### 参考テキスト
----

2023/2/20

サイボウズ青野が聞く。なぜシステム導入は失敗するのか

NewsPicks Brand Design editor
 DXは長期戦だ。
 デジタルツールを導入しても、ツールが現場に馴染まなかったり、新しい仕事のやり方を巡って社内に軋轢が生まれたり。
 次々に降り掛かる難題に圧倒され、DXを志しても途中で挫けてしまう企業は少なくないだろう。
 自家発電システム事業を行うハタノシステムも、DXに取り組もうとした矢先にシステム導入で失敗してしまった企業の一つ。
 しかしその苦境を乗り越えて、今ではDXを軌道に乗せている。
 システム導入で躓く要因とは。なぜハタノシステムは、それでも挫折せずにDXを継続できたのか。
 DXを推進する業務改善プラットフォームの「kintone(キントーン)」を提供するサイボウズの代表取締役社長の青野慶久氏が、ハタノシステム代表取締役専務の波多野麻美氏に聞く。

「あの人しか知らない」情報だらけ

青野 自家発電システムの設計から施工、メンテナンスまでを担うハタノシステムは、大きく分けると建設業に入るわけですよね。

----

### データの内容
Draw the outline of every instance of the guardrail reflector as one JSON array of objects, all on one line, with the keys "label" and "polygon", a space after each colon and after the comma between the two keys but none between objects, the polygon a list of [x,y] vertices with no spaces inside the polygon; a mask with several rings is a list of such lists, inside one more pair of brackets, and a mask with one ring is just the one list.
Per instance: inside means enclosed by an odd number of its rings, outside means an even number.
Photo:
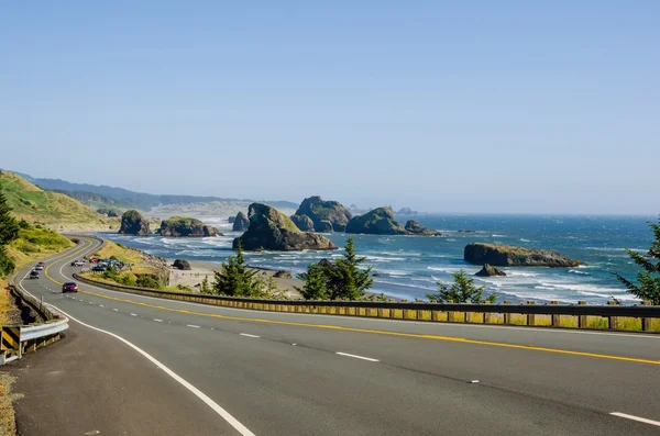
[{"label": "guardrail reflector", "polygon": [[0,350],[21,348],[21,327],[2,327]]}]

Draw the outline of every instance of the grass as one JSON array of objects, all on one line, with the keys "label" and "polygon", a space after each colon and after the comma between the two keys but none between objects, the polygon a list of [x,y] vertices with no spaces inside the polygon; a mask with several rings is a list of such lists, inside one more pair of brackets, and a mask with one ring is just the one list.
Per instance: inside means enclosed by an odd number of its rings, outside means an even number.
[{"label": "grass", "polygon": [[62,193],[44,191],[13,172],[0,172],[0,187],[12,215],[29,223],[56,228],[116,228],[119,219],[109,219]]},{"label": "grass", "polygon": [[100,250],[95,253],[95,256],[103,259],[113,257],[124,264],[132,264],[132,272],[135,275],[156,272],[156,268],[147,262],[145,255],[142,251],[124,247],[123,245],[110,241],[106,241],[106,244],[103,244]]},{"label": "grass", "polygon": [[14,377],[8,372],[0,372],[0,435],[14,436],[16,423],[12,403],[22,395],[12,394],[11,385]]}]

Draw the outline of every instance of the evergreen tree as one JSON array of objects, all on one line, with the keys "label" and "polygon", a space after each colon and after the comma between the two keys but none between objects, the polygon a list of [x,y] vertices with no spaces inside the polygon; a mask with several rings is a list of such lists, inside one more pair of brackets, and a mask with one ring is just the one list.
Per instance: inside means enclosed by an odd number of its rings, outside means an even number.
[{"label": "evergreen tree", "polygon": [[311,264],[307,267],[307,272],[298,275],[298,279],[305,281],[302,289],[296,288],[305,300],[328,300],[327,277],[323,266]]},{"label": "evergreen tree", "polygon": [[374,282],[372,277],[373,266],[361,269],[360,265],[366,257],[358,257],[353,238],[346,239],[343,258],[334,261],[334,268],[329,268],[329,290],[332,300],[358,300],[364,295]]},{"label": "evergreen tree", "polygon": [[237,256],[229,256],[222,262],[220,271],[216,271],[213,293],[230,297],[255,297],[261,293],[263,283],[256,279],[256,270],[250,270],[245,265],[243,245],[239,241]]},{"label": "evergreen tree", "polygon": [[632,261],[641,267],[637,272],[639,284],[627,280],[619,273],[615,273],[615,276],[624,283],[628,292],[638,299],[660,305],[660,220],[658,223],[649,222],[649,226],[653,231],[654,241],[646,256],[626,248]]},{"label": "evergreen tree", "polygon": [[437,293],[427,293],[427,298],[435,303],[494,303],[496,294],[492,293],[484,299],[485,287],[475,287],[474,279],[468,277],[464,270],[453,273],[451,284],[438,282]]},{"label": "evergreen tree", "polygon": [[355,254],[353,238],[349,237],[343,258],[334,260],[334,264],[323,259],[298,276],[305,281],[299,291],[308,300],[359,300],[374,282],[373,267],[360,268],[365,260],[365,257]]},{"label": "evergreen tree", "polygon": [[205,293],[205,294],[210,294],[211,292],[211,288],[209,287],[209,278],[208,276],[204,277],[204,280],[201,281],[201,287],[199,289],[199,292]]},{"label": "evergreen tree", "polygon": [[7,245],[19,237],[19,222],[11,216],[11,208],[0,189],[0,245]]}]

----

### 作業内容
(1) DX導入に関する記事をもとに、次の問いに答えてください。
(a) ハタノシステムが行っている事業は何か。
(b) サイボウズが提供する業務改善プラットフォームの名称は何か。
(c) 波多野麻美氏のハタノシステムでの肩書きは何か。
(2) DX導入に関する記事のうち、「DXを推進する業務改善プラットフォーム」で始まる段落を、要点を残して短くまとめ直してください。
(3) DX導入に関する記事の最後の一文に続けて、その先を書いてください。

### 回答
(1)
(a) 自家発電システム事業
(b) kintone(キントーン)
(c) 代表取締役専務

(2) kintoneを提供するサイボウズの代表取締役社長・青野慶久氏が、ハタノシステム代表取締役専務の波多野麻美氏に話を聞く。

(3)
 比較的DXの歩みが遅い業界の中で、なぜ先んじてDXに踏み切れたのでしょう?
波多野 根本的な目的は、DXというよりもSX(サステナビリティ・トランスフォーメーション)でした。
 決意したきっかけは、コロナ禍。世の中の“不確実性”を思い知らされたことで、どんな状況下でも経営を持続可能にする必要性を強く感じたのです。
 そのための企業変革に、デジタル活用の要素は欠かせません。そこで、全社的なDXに踏み切ったのです。
青野 なるほど。ちなみにDXに着手する前、社内はどんな状況だったんですか。
波多野 かなりアナログでした。情報管理は紙がメインで、オフィスには書類保管用の書架がずらりと並んでいて。
 情報の属人化もかなり進んでいましたね。
 PCのローカルファイルに保存しているならまだ良い方で、必要な情報は個人用のキャビネからいちいち引っ張り出す、なんて社員もいる状況でした。
青野 それは大変だ(笑)。
波多野 それ故、社内でのタイムリーな情報共有がほとんどできていなくて。今思えば、本当に多くのビジネスチャンスを逃してしまっていました。
 たとえば自家発電システム施工後のフォローアップの時期が共有されておらず、当社が施工したシステムなのに、管理は別の会社に依頼されてしまったり。
 後任の担当者に案件情報が引き継がれておらず、貴重なリニューアルの話を逃してしまったなんてこともあったんです。
青野 非常によくわかります。自家発電システムのように、お客さまごとにカスタマイズが必要になる事業では、情報は属人化しやすいですよね。
 業務の平準化やパターン化が難しいから、ノウハウの継承も難しい。
「あのお客さまについては○さんしか知らないけれど、もう辞めちゃっています!」なんてことが、起きてしまうんですよね。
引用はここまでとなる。